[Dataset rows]
%%

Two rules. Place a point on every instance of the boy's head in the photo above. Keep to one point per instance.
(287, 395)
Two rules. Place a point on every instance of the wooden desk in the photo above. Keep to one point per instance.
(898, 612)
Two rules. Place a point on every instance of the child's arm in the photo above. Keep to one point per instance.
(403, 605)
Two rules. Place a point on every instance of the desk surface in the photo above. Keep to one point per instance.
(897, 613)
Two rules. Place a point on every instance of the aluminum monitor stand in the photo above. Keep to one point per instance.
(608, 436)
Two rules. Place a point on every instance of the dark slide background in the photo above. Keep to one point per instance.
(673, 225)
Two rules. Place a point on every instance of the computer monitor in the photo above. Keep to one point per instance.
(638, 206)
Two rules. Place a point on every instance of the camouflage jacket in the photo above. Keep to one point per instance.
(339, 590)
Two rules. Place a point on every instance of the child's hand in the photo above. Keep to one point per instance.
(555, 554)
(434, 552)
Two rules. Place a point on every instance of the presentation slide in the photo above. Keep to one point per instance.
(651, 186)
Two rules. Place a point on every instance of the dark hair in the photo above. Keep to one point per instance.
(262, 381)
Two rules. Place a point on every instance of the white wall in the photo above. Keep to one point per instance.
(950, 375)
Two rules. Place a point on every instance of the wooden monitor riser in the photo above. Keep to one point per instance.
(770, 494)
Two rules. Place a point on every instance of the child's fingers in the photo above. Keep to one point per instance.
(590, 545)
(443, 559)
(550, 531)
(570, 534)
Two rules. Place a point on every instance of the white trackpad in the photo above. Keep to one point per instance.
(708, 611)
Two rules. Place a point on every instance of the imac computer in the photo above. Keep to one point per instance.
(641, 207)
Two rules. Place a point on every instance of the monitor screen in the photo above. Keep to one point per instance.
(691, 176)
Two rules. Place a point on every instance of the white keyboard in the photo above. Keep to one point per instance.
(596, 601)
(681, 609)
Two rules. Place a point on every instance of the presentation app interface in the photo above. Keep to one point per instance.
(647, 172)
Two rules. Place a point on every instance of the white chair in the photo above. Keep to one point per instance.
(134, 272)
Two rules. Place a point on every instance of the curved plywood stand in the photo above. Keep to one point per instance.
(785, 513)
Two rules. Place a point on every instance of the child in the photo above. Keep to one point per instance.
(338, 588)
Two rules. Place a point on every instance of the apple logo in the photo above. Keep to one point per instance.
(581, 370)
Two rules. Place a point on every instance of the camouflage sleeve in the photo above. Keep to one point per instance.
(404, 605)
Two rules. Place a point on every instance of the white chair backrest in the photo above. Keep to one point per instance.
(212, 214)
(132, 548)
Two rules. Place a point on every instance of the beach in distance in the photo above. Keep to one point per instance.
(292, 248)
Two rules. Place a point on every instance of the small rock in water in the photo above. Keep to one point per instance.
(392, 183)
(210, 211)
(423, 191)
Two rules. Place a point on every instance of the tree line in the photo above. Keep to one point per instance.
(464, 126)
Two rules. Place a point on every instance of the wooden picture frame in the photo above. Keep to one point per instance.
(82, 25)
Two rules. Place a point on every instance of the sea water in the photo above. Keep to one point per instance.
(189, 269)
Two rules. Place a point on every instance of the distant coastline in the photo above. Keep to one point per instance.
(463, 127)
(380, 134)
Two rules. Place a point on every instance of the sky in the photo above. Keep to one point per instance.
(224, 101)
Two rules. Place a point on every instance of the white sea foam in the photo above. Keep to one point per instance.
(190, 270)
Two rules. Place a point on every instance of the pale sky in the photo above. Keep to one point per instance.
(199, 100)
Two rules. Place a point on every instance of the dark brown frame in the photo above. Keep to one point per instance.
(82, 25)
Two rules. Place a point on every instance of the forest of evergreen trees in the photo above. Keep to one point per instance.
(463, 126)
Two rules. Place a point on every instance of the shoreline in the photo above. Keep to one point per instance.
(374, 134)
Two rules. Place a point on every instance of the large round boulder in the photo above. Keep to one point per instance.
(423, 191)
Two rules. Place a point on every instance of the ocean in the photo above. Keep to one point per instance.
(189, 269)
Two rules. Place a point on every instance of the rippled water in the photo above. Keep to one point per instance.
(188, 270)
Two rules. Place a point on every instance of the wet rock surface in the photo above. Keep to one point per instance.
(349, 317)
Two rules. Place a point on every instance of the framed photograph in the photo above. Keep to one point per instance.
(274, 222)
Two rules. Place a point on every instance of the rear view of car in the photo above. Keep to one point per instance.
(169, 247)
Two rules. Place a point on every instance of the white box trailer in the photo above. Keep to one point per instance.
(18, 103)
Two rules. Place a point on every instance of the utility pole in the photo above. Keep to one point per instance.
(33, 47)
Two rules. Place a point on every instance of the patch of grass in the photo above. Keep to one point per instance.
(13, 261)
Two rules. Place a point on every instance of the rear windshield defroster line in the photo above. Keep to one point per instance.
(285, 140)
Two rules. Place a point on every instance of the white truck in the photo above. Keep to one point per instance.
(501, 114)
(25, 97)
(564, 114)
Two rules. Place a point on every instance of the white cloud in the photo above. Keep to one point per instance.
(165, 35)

%%

### DIRECTION
Retype the entries exactly, including every line.

### WRITTEN RESPONSE
Two rules. Place a point on every instance of the boy's head in the photo above. Keep to one point per instance.
(287, 395)
Two rules. Place a point on every instance of the wooden desk in the photo above. Keep to one point per instance.
(898, 612)
Two rules. Place a point on every instance of the child's arm in the photo above. Keep to one point per instance.
(403, 605)
Two rules. Place a point on every instance of the desk surface in the photo above. Keep to one point per instance.
(897, 613)
Two rules. Place a point on every instance of the aluminum monitor stand in the photo above. Keep to one point per instance.
(608, 436)
Two rules. Place a point on every instance of the dark slide background in the photo above. Keep to one point per instance.
(673, 225)
Two rules. Place a point on every instance of the computer monitor in the photo above. Keep to one point per instance.
(638, 206)
Two rules. Place a point on every instance of the camouflage jacket in the photo above. Keep to one point per instance.
(339, 590)
Two rules. Place a point on every instance of the child's hand in the photo above. Keep to one point per instance.
(555, 554)
(434, 552)
Two rules. Place a point on every instance of the presentation slide in the photo above. Keep to one point per instance.
(651, 186)
Two rules. Place a point on every instance of the dark hair in the photo above. Keep to one point per instance.
(262, 381)
Two rules. Place a point on every instance of the white wall in the photo above. Keep to one point per instance.
(950, 375)
Two rules. Place a point on every instance of the wooden monitor riser in the photo above. Keep to one point per instance.
(770, 494)
Two rules. Place a point on every instance of the child's fingers in the photo above. Keep to one point per instance.
(590, 545)
(443, 559)
(550, 531)
(570, 534)
Two rules. Place a point on every instance of the white trackpad in the photo above. Keep to one point per instance.
(708, 611)
Two rules. Place a point on every instance of the imac computer in the photo above. Keep to one point per instance.
(641, 207)
Two rules. Place a point on every instance of the monitor screen in the photo above. Keep to one point per instance.
(691, 176)
Two rules. Place a point on every instance of the white keyboard in the photo above. Keep to one point per instance.
(596, 601)
(681, 609)
Two rules. Place a point on every instance of the presentation app interface in the photo above. Keep to one point per instance.
(647, 172)
Two rules. Place a point on every instance of the white chair in the photo above. Keep to one point per instance.
(134, 272)
Two rules. Place a point on every instance of the curved plywood stand in the photo above. Keep to one point per instance.
(785, 513)
Two rules. Place a point on every instance of the child in the photo above. Keep to one point per instance.
(338, 588)
Two rules. Place a point on every instance of the apple logo in the photo above. Keep to one point per instance.
(581, 370)
Two rules. Place a point on every instance of the camouflage sleeve in the photo above. Keep to one point per instance.
(404, 605)
Two rules. Place a point on every instance of the white chair backrest in the photo above. Keep to one point per instance.
(212, 214)
(132, 548)
Two rules. Place a point on every instance of the beach in distance in the photo above. Keep to one point per instance.
(292, 248)
Two rules. Place a point on every instance of the small rock in water in the photo above. Keep to one point per instance.
(392, 183)
(210, 211)
(423, 191)
Two rules. Place a point on every instance of the tree line in the photo above. Keep to one point per instance.
(464, 126)
Two rules. Place a point on every instance of the wooden picture frame in the photo above. Keep to one point per instance.
(82, 25)
Two rules. Place a point on every instance of the sea water in the photo above. Keep to one point per instance.
(189, 269)
Two rules. Place a point on every instance of the distant coastline in the photo above. Keep to one point per instance.
(463, 127)
(380, 134)
Two rules. Place a point on every instance of the sky in the photo above. Keep to one point per instance.
(224, 101)
Two rules. Place a point on every instance of the white sea foam in the photo above. Keep to one point per instance.
(190, 270)
Two rules. Place a point on every instance of the pale sky in the photo above. Keep to one point per instance.
(199, 100)
Two rules. Place a point on every instance of the dark brown frame in the photo above. Keep to one point per instance.
(82, 25)
Two rules. Place a point on every instance of the forest of evergreen trees in the photo above. Keep to one point per instance.
(463, 126)
Two rules. Place a point on every instance of the shoreline in the photo above. Keep to one point per instance.
(374, 134)
Two rules. Place a point on every instance of the large round boulder in the photo above. Keep to one point per instance.
(423, 191)
Two rules. Place a point on every instance of the ocean in the photo above. Keep to one point per instance.
(189, 269)
Two rules. Place a point on every instance of the rippled water in the photo above. Keep to one point per instance.
(188, 270)
Two rules. Place a point on every instance of the wet rock surface in the photo above. Keep to one point per instance.
(349, 317)
Two rules. Place a point on every instance of the framed photograph in the photo above. Keep to one point per instance.
(274, 222)
Two rules. Place a point on every instance of the rear view of car in the photo above. Keep to one point per instance.
(169, 247)
Two rules. Place a point on every instance of the white box trailer in the photo above. Keep to one point per instance.
(18, 103)
Two rules. Place a point on every instance of the utility pole in the photo above. Keep to one point per instance.
(33, 47)
Two rules. Place a point on every instance of the patch of grass in the photo above. Keep to one point per instance.
(13, 261)
Two rules. Place a point on every instance of the rear windshield defroster line in the photo above. Keep to one point per instance.
(285, 140)
Two rules. Place a point on every instance of the white truck in the photo above. Keep to one point per instance.
(501, 114)
(25, 97)
(564, 114)
Two rules. Place a point on every instance of the white cloud in the photo above. Keep to one point per instance.
(165, 35)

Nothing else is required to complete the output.